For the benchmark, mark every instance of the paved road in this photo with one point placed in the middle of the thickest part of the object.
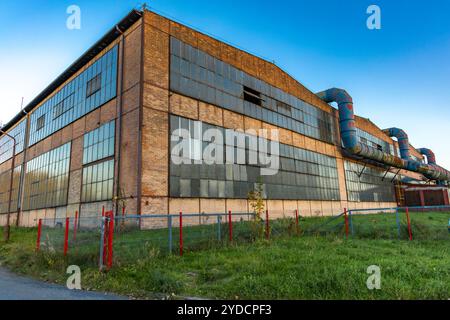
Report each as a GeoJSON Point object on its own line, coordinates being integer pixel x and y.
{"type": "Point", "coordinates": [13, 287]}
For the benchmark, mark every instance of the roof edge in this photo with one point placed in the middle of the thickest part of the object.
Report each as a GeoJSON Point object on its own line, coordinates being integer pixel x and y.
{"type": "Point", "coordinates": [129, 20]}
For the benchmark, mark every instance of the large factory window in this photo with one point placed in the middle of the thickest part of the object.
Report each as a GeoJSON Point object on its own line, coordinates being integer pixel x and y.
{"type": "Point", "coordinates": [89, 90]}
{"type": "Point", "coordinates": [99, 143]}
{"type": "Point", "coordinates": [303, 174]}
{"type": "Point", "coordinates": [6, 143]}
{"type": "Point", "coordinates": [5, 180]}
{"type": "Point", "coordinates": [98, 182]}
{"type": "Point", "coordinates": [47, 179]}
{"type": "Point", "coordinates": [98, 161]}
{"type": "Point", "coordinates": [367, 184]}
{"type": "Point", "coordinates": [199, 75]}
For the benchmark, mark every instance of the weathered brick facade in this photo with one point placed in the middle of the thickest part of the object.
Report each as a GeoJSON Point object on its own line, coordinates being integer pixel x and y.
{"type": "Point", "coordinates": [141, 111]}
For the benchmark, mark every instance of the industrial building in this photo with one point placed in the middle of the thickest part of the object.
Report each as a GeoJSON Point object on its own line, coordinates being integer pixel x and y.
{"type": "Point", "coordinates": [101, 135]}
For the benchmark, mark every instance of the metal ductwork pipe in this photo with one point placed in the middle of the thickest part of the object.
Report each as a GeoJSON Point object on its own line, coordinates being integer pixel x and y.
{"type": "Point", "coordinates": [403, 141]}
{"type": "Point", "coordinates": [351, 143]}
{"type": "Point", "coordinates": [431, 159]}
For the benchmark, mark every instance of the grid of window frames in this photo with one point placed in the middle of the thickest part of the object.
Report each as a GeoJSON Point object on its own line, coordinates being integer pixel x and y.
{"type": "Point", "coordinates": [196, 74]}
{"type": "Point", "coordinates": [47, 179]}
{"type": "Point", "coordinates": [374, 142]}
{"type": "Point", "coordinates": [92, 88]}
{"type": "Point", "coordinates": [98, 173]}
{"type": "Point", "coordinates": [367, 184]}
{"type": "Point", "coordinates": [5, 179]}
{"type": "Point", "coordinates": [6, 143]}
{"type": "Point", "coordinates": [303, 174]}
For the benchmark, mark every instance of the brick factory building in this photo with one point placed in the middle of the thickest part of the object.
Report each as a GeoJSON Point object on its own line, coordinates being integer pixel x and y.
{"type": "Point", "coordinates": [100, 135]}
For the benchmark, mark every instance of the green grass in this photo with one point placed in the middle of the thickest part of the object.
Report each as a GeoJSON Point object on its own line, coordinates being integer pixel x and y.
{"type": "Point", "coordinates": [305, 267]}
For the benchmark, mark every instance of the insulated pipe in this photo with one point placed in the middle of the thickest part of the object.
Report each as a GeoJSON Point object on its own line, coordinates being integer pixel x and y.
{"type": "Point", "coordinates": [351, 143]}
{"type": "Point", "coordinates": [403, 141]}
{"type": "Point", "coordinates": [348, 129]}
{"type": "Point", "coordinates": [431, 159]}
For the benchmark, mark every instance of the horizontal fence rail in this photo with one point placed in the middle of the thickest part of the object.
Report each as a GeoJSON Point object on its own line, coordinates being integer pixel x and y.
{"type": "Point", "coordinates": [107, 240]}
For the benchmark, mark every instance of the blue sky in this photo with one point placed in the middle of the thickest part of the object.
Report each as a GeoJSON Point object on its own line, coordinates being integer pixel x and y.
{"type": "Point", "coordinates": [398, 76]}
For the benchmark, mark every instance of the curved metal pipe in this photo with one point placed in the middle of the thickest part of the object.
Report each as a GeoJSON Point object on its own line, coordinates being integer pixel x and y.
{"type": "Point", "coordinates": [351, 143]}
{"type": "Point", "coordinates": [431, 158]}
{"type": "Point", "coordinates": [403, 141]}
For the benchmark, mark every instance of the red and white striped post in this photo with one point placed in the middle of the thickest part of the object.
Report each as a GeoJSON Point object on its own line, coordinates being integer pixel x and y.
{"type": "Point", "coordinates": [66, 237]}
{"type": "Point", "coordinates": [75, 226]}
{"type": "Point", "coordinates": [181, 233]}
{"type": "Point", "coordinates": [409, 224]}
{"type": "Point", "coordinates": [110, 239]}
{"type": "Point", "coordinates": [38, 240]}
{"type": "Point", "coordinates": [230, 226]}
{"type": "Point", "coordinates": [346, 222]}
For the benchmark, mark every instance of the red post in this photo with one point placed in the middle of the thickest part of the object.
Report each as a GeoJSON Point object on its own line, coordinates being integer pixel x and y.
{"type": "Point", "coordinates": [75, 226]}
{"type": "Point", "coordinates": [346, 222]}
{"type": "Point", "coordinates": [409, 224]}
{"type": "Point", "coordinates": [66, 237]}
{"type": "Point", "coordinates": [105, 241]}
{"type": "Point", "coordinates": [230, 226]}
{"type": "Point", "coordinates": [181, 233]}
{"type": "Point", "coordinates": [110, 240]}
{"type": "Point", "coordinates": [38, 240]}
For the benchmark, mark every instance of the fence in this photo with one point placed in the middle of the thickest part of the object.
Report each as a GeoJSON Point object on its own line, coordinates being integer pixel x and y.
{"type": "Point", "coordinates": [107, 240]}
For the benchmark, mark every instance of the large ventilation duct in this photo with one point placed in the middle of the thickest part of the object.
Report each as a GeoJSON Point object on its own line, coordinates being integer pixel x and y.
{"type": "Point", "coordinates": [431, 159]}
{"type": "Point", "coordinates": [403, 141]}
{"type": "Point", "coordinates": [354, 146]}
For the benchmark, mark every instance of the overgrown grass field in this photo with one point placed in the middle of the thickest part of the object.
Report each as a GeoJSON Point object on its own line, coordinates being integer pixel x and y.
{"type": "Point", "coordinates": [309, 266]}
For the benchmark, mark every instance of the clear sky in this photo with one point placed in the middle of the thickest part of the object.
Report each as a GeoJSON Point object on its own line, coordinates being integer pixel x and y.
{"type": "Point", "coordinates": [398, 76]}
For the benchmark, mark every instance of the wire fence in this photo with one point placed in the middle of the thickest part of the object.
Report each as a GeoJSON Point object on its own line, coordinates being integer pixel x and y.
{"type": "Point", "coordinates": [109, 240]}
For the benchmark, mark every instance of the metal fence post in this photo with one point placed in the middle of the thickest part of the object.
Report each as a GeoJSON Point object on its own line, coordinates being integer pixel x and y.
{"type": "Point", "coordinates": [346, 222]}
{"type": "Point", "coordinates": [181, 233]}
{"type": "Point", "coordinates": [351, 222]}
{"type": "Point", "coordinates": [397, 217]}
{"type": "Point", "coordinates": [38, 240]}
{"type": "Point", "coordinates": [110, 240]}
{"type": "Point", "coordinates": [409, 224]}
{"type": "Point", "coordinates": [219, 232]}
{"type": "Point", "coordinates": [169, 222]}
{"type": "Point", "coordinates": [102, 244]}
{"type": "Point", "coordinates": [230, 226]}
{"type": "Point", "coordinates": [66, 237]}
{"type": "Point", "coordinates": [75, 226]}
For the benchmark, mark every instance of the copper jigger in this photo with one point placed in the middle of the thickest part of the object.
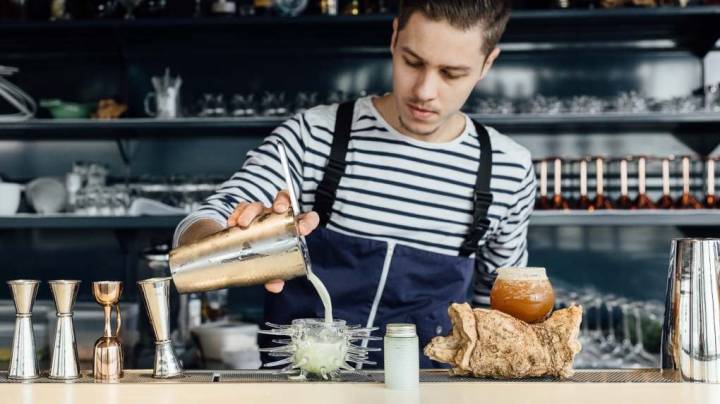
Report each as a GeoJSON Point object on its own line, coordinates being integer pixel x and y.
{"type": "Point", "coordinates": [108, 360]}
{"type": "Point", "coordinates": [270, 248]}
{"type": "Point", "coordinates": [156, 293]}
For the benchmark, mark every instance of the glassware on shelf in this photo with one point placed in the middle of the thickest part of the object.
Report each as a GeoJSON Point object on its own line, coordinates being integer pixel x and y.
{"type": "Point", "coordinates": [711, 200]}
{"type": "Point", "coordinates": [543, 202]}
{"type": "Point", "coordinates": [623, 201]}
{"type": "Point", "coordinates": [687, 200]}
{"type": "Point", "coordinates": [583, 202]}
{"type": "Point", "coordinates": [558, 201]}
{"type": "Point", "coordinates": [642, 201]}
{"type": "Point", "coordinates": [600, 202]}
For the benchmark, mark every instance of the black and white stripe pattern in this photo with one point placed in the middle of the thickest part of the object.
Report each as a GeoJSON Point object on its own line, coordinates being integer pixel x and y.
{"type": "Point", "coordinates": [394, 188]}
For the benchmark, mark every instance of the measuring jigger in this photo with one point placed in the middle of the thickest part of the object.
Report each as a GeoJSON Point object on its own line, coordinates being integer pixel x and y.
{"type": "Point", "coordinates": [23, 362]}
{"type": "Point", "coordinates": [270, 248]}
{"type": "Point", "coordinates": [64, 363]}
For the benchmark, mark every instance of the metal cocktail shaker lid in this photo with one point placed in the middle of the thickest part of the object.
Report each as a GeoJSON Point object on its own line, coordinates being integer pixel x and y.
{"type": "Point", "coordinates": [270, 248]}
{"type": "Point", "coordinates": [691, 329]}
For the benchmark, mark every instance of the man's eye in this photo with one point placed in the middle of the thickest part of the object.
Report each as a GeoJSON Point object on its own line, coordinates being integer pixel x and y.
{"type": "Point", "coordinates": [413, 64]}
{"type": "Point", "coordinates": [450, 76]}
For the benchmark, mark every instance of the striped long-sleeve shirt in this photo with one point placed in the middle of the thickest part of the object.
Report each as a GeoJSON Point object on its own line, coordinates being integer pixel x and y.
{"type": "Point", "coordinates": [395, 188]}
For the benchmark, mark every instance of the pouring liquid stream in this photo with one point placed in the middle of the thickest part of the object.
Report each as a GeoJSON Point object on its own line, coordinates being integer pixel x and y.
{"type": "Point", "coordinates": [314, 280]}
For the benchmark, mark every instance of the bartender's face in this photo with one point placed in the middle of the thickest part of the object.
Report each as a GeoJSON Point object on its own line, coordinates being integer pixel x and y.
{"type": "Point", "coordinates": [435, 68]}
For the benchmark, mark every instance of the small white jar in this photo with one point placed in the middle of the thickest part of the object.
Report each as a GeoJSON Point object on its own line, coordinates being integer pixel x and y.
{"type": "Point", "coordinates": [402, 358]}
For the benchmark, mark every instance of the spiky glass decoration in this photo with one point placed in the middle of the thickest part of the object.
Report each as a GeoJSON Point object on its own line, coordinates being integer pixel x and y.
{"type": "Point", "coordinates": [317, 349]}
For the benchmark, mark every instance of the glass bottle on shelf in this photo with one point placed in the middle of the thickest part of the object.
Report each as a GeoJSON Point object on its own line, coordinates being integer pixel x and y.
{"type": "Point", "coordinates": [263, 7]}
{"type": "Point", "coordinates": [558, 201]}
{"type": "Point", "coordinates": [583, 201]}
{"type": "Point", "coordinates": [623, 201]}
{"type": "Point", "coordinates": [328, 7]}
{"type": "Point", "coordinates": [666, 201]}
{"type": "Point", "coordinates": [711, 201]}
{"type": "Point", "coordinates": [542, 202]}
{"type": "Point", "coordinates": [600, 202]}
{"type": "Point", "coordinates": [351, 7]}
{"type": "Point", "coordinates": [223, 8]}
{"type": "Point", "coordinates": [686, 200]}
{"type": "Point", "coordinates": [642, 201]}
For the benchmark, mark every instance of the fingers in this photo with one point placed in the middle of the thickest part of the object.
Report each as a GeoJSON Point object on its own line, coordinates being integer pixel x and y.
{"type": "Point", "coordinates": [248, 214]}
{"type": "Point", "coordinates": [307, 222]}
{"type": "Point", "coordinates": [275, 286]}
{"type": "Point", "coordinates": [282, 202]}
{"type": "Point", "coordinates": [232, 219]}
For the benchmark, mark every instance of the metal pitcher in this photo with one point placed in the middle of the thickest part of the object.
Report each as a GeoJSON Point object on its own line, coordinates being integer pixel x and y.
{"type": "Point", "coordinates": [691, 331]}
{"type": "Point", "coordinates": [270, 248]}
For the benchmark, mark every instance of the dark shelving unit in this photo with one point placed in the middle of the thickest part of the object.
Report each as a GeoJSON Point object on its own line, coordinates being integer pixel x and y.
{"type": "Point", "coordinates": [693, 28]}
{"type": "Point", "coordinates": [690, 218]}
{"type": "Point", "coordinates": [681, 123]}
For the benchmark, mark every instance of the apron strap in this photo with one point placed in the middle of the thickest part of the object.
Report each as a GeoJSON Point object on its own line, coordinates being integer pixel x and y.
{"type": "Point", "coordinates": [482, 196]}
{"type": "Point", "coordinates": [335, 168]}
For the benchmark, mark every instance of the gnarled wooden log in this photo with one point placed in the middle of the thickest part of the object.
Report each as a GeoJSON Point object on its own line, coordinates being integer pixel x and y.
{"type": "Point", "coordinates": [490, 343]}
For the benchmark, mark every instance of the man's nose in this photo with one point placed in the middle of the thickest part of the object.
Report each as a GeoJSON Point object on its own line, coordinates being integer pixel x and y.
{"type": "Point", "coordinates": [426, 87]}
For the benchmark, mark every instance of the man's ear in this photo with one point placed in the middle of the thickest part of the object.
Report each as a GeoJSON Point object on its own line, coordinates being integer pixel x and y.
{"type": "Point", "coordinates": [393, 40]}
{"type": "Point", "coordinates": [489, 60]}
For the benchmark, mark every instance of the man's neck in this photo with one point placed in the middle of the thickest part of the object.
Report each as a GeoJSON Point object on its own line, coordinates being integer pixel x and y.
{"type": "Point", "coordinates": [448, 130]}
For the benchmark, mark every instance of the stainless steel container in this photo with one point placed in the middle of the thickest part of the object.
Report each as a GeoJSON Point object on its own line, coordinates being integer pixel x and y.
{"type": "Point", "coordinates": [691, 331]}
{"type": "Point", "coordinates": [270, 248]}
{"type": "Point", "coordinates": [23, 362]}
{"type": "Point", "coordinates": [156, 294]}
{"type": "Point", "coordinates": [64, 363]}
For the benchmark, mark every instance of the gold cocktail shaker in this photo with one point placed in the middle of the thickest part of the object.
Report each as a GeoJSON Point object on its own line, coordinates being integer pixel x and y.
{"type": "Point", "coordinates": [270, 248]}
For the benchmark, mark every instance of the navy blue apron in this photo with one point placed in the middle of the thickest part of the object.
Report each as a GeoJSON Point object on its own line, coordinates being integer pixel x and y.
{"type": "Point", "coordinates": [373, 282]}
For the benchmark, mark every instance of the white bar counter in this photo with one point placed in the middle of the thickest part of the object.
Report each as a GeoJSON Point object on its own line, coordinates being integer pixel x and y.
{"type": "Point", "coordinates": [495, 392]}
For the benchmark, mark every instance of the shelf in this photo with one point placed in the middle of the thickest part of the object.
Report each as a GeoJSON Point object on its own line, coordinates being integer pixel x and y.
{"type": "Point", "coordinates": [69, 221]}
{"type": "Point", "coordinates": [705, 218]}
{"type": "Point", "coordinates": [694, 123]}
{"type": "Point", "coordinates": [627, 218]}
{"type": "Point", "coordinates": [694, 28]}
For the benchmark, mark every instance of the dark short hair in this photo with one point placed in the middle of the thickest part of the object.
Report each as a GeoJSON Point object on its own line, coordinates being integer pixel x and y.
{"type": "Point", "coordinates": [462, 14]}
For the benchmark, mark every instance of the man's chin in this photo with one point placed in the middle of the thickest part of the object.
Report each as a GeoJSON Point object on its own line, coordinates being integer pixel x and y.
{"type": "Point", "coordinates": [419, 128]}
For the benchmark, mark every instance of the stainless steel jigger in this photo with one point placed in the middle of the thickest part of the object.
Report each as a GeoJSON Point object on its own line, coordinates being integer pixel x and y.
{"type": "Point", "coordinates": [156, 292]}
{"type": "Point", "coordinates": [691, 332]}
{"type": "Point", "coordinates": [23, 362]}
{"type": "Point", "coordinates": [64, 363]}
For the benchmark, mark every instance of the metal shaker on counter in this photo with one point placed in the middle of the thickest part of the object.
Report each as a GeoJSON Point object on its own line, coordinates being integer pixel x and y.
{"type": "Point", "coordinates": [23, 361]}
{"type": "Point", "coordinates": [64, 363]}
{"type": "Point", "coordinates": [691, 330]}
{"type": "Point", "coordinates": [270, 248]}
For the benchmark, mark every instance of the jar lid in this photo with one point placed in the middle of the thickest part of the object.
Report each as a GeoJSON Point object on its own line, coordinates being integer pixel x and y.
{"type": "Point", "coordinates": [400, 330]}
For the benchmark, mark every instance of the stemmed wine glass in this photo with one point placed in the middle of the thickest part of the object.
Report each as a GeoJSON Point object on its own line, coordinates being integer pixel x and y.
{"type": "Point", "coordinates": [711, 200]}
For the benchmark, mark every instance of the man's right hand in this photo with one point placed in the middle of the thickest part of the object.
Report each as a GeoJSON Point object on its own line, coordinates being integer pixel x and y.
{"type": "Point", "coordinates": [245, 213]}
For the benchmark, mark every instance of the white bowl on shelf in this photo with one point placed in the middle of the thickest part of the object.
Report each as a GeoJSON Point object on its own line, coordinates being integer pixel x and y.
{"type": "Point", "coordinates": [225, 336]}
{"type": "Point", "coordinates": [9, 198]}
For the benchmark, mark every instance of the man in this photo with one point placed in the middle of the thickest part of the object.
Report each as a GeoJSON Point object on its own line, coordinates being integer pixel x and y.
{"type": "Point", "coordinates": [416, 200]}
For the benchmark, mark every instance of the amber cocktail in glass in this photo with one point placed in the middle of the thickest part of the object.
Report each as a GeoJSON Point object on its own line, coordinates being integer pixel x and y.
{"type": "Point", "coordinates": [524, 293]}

--------------------

• _Direction_
Write out exactly the final stretch of the records: the line containing "For the benchmark, mark every instance of the jar" and every line after it, through the last, and nothing else.

• _Expected answer_
For the benchmark, mark every instance of the jar lid in this photo with one point placed in the middle of the thickest part of the object.
Report each as a GeoJSON Point object on its own line, coordinates being integer pixel x and y.
{"type": "Point", "coordinates": [400, 330]}
For the benchmark, mark every instance of the stemmed wine glass in this photo with one point placed in the middle of the thickest part of the object.
Report each as a GeoJSON Point object on its own line, coordinates being integer pixel x and y.
{"type": "Point", "coordinates": [711, 200]}
For the benchmark, mark every instance of the man's right hand in this photo with one point placed in the middle of the thickest part of the object.
Report each as a GeoJSON Point object on its own line, coordinates being integer pixel x and y.
{"type": "Point", "coordinates": [245, 213]}
For the benchmark, mark every instance of the white bowl on shelf in this photo with one point placed in the middle of the thickest part of the object.
Report each as a GeoJSON Point object on its own line, coordinates being integer pixel x and y.
{"type": "Point", "coordinates": [225, 336]}
{"type": "Point", "coordinates": [9, 198]}
For the benchmark, mark every instance of the man in this photo with one point placed in the middle of the thickest part of the object.
Report each as a GeoJSON Point object on its own line, coordinates being integer pixel x and y.
{"type": "Point", "coordinates": [416, 200]}
For the benchmark, mark every instance of the amber cocktail in glass in this photo with one point placed in the middle of the thickest part of the object.
Report each as a GeoJSON Point object on its own line, coordinates being integer pixel x and y.
{"type": "Point", "coordinates": [524, 293]}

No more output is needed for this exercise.